## begin Material for this exercise

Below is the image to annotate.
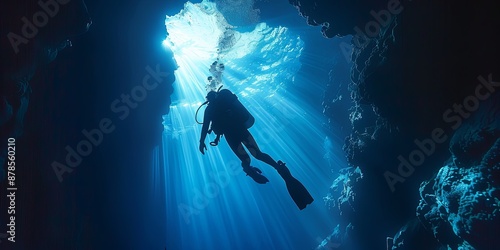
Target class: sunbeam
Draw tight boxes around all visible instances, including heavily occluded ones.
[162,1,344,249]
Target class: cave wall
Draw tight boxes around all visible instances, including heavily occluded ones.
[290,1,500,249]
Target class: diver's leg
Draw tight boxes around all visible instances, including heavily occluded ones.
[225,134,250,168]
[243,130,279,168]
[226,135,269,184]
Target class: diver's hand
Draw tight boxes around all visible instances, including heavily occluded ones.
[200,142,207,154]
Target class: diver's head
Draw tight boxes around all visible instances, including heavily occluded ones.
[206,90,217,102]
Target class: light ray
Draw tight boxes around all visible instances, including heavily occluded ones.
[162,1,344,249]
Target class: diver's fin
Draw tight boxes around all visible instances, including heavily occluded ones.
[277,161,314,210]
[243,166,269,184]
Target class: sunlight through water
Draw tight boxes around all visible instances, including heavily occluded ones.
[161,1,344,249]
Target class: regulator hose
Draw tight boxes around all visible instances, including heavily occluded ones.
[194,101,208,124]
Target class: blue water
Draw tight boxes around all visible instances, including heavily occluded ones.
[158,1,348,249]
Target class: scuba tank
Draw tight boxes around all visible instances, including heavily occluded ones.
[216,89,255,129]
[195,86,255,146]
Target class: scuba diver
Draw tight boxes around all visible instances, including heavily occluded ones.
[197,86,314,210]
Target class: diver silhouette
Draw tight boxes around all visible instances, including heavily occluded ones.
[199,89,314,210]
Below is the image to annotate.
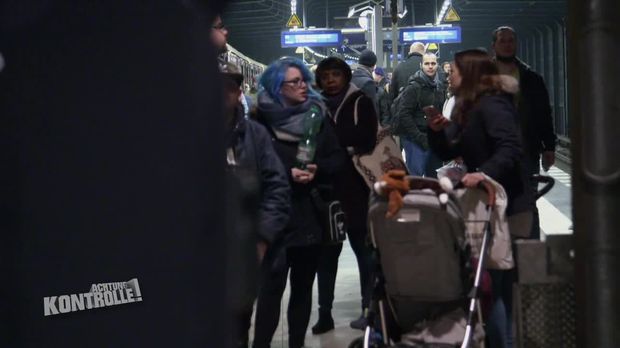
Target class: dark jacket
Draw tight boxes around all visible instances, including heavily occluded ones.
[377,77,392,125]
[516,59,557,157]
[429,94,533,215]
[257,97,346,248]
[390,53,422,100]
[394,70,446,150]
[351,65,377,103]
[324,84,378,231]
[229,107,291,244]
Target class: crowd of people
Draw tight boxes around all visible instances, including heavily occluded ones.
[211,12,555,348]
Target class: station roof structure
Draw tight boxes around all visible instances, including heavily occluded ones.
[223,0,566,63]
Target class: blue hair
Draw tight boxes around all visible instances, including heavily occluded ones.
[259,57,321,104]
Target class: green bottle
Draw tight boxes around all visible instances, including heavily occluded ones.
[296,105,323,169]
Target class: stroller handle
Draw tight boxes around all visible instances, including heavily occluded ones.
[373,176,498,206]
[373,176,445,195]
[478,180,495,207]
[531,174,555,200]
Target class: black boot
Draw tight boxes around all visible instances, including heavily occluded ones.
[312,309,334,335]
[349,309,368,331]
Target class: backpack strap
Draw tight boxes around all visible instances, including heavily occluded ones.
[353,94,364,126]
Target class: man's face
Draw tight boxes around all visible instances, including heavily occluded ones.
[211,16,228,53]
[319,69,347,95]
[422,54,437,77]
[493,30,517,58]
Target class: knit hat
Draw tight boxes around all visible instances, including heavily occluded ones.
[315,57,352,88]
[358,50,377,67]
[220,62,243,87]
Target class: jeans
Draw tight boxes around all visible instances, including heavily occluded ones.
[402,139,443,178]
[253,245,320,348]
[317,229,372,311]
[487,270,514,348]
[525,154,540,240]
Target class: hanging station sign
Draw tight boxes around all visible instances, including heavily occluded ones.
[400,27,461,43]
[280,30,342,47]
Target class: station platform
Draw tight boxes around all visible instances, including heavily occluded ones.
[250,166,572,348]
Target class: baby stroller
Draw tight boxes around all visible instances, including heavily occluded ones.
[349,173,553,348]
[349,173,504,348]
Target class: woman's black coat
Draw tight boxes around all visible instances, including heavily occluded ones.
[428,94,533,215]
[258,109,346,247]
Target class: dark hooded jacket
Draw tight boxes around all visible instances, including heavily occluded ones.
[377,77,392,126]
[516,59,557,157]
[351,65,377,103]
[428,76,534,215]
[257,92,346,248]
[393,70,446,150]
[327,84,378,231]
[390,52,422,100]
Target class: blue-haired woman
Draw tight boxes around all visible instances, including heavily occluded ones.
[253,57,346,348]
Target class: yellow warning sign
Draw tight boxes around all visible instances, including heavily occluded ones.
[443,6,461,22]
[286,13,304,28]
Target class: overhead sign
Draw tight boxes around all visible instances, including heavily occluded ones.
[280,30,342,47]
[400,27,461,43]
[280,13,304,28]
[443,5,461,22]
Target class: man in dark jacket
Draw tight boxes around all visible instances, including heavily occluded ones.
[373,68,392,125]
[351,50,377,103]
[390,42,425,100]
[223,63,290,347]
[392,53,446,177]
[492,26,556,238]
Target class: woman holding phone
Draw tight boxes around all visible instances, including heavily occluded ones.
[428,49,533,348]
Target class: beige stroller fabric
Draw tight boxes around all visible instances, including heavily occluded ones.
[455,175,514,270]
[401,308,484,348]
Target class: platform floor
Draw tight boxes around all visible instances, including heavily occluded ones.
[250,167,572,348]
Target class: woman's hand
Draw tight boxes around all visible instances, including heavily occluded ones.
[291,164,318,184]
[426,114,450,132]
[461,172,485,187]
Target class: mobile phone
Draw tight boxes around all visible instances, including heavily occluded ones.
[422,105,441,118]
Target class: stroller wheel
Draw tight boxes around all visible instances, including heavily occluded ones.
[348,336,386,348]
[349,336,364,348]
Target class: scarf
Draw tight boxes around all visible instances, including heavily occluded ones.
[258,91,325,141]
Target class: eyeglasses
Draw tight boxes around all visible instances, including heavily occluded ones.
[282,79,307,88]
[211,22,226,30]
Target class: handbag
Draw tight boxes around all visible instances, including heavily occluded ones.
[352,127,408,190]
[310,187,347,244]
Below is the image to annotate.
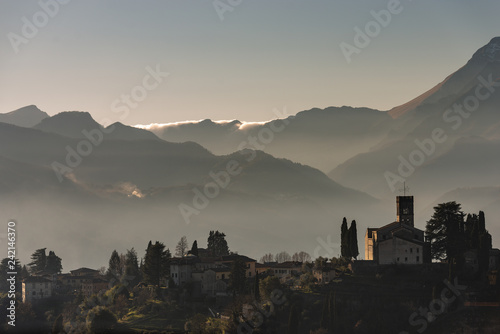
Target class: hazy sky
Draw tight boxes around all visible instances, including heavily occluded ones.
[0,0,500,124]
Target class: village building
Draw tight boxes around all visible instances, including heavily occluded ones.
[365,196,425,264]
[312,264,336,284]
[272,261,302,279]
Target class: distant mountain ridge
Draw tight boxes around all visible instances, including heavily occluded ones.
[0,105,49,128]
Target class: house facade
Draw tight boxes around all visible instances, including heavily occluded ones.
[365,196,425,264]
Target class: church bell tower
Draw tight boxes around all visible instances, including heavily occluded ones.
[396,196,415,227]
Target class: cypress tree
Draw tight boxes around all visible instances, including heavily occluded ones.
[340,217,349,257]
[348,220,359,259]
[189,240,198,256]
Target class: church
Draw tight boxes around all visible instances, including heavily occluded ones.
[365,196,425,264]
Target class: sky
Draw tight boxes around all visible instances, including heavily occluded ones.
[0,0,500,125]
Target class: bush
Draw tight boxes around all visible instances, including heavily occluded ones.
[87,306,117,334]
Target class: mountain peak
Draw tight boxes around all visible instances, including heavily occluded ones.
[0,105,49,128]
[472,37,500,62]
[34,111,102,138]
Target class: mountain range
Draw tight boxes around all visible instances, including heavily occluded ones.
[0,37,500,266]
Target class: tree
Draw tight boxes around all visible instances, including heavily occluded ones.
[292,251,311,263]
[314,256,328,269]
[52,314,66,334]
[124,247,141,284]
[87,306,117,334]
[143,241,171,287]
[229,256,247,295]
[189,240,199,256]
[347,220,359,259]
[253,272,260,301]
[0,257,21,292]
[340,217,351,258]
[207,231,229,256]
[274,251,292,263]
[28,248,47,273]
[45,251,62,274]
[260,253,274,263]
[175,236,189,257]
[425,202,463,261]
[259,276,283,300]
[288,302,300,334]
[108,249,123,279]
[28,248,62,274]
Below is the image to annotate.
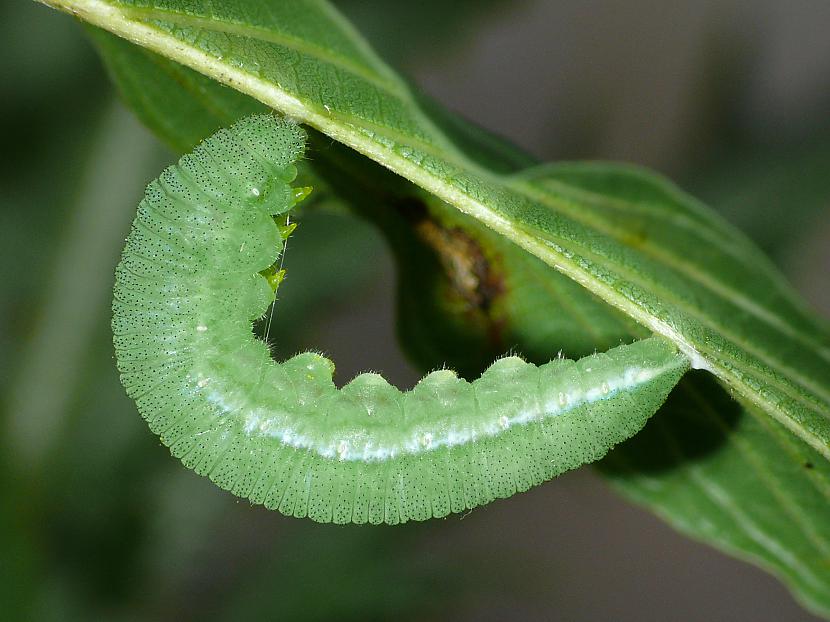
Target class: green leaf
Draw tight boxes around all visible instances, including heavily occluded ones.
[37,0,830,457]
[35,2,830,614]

## end Material for this exercise

Please rename "Target class" to "Object label" everywhere in the items above, change nothing else, and leave the pictures out of your copy.

Below is the image to annotate.
Object label: sunbeam
Draw tight boxes around all visible instances, including heavily occluded ones.
[162,1,344,249]
Object label: cave wall
Draw tight boxes around all visible instances, including heavily occluded ones.
[290,1,500,249]
Object label: diver's leg
Draw tight boxes around all visible instances, including heavily occluded ones.
[225,134,250,168]
[243,130,279,168]
[226,135,269,184]
Object label: diver's hand
Draw tight boxes around all visible instances, including heavily occluded ones.
[200,142,207,154]
Object label: diver's head
Draw tight boxes around all visible instances, including heavily occluded ones.
[206,90,217,102]
Object label: light ray
Draw tight boxes around all visible instances, including heavily occluded ones.
[162,1,344,249]
Object label: diver's fin
Draw tight boxes around all visible instances, including heavily occluded ones.
[277,161,314,210]
[243,166,269,184]
Object label: sunlight through water
Draw tight boxes around all visible instances, including heavily occluded ones.
[161,1,344,249]
Object label: regulator hose
Draw tight boxes around all visible instances, including heavily occluded ones.
[194,101,208,124]
Object label: blue water
Draw tight boxes around all visible instances, including heavily occluded ones.
[158,1,348,249]
Object label: scuba tank
Draw tight boxes around all visible instances, including heavily occluded ones.
[216,89,255,129]
[195,86,255,146]
Object label: scuba diver
Draw tight boxes around all visible instances, including heavily occluded ones.
[197,86,314,210]
Object label: diver silhouette
Draw tight boxes around all visible instances, including heavily occluded ones.
[199,89,314,210]
Below is the image to annotate.
Object label: dark jacket
Draw tight boxes around all visible instances, including heavily occluded ones.
[377,77,392,125]
[516,59,557,157]
[429,94,533,215]
[257,97,346,248]
[390,53,422,100]
[394,70,446,150]
[351,65,377,103]
[324,84,378,231]
[229,107,291,244]
Object label: crowd of people
Draw tight boxes around all visible instances, including heavily occluded ones.
[211,12,555,348]
Object label: station roof structure
Draw tight boxes around all visible instances, including heavily occluded ones.
[223,0,566,63]
Object label: blue hair
Draw tight boxes around all visible instances, including heavily occluded ones.
[259,57,321,104]
Object label: green bottle
Draw tight boxes around all visible instances, including heavily occluded ones.
[296,105,323,169]
Object label: stroller handle
Draw tight boxes around all visible instances, including heavily occluded ones.
[373,176,498,206]
[373,176,445,195]
[478,180,495,207]
[531,174,555,200]
Object label: black boot
Draw tight boxes around all visible instances, including heavily occluded ones.
[312,309,334,335]
[349,309,368,331]
Object label: backpack strap
Draw tight boxes around all visible instances, including heavily occluded ones.
[353,94,364,126]
Object label: man's face
Draw tight boxes around all visible instances, including heavily occluded ones.
[211,16,228,53]
[319,69,347,95]
[422,54,437,77]
[493,30,517,58]
Object label: knit hat
Draw tight boxes around all visible instances, including heavily occluded ones.
[315,57,352,88]
[358,50,377,67]
[220,62,243,87]
Object label: jeans
Draw tight boxes around all visible instances, including heavily occluded ones.
[402,139,443,178]
[253,245,320,348]
[317,229,372,311]
[487,270,514,348]
[525,154,540,240]
Object label: hanging station sign
Draw tight boxes around all visible instances, including heavily occluded ones.
[400,27,461,43]
[280,30,342,47]
Object label: station platform
Draw tight boxes around all visible instances, including heavily occluded ones.
[250,166,572,348]
Object label: baby stroller
Draw tight boxes around all visible instances, including heavily occluded ones.
[349,173,553,348]
[349,173,504,348]
Object label: woman's black coat
Draw tight boxes around all visible instances, including heavily occluded ones.
[428,94,533,215]
[258,109,346,247]
Object label: dark hooded jacket
Draw tight boxes around all visible instances, including heavily occluded ones.
[377,77,392,126]
[516,59,557,157]
[351,65,377,103]
[428,76,534,215]
[257,92,346,248]
[393,70,446,150]
[327,84,378,231]
[390,52,422,100]
Object label: blue-haired woman
Draw tight boxes around all visible instances, including heavily occluded ones.
[253,57,346,348]
Object label: yellow warning sign
Draw tight boxes around all visible instances, including heavily occluded ones.
[443,6,461,22]
[286,13,304,28]
Object label: overhead sign
Draw tight boxes around all visible instances, including heavily occluded ones.
[280,30,342,47]
[400,27,461,43]
[280,13,304,28]
[443,5,461,22]
Object label: man in dark jacket
Draw tight boxes around all visible instances, including heavily occluded ones.
[373,68,392,125]
[351,50,377,103]
[390,42,425,100]
[223,63,290,347]
[392,53,446,177]
[492,26,556,238]
Object label: woman holding phone
Draw tight boxes around all visible instances, including heavily occluded ones.
[428,49,533,348]
Object label: beige stroller fabric
Draw tight boxes around all visible instances, including heavily occluded ones.
[455,175,514,270]
[401,308,484,348]
Object label: platform floor
Draw tight boxes around all visible instances, including heavily occluded ones.
[250,167,572,348]
Object label: woman's hand
Draw tight boxes around all visible instances, including heavily occluded ones.
[291,164,318,184]
[426,114,450,132]
[461,172,485,187]
Object label: mobile phone
Draw tight boxes around all visible instances, including heavily occluded ones.
[422,105,441,118]
Object label: stroller wheel
Draw tight boxes around all visible instances, including heavily occluded ones.
[348,336,386,348]
[349,336,364,348]
Object label: scarf
Draw tight boxes around all visible instances, including heavily occluded ones.
[258,91,325,141]
Object label: eyeglasses
Draw tight boxes around all visible instances, including heavily occluded ones.
[282,79,307,88]
[211,22,226,30]
Object label: handbag
Draw tight boxes around all visible instances, including heavily occluded ones.
[352,127,408,190]
[310,187,347,244]
Below is the image to annotate.
Object label: hazy sky
Draw tight boxes around all visible instances, including heavily occluded ones.
[0,0,500,124]
Object label: village building
Draw tight boxes around all visible instances, including heavily occluded ones.
[365,196,425,264]
[312,264,336,284]
[272,261,302,279]
Object label: distant mountain ridge
Draw tight boxes around all visible instances, including heavily occluded ones.
[0,105,49,128]
Object label: house facade
Draw tight boxes around all visible instances, including heavily occluded ones.
[365,196,425,264]
Object label: church bell tower
Draw tight boxes around all visible instances, including heavily occluded ones.
[396,196,415,227]
Object label: cypress tree
Draw tight boxes around all visible instances, including heavily occluded ones.
[340,217,349,257]
[348,220,359,259]
[189,240,198,256]
Object label: church
Draw tight boxes around all visible instances, including heavily occluded ones.
[365,196,425,264]
Object label: sky
Draw tight boxes around all visible instances, including heavily occluded ones.
[0,0,500,125]
Object label: bush
Draw tight boxes around all visible instances, including heavily occluded ones.
[87,306,117,334]
Object label: mountain peak
Draw tight boxes around all visible instances, including heavily occluded ones.
[0,105,49,128]
[472,37,500,62]
[34,111,102,138]
Object label: mountain range
Draw tight boxes around all visible instances, including heavily occluded ones.
[0,37,500,266]
Object label: tree
Draw tight boxes around all visible instances, including heavily occluded ones.
[292,251,311,263]
[314,256,328,269]
[52,314,66,334]
[124,247,141,284]
[87,306,117,334]
[143,241,171,287]
[229,256,247,295]
[189,240,199,256]
[347,220,359,259]
[253,272,260,301]
[0,257,21,292]
[340,217,351,258]
[207,231,229,256]
[274,251,292,263]
[28,248,47,273]
[45,251,62,274]
[260,253,274,263]
[175,236,189,257]
[425,202,463,261]
[259,276,283,300]
[288,302,300,334]
[108,249,123,279]
[28,248,62,274]
Below is the image to annotate.
Object label: green leaf
Draw tight boxes around all visible instances, including heavily occluded ones.
[37,0,830,457]
[35,2,830,614]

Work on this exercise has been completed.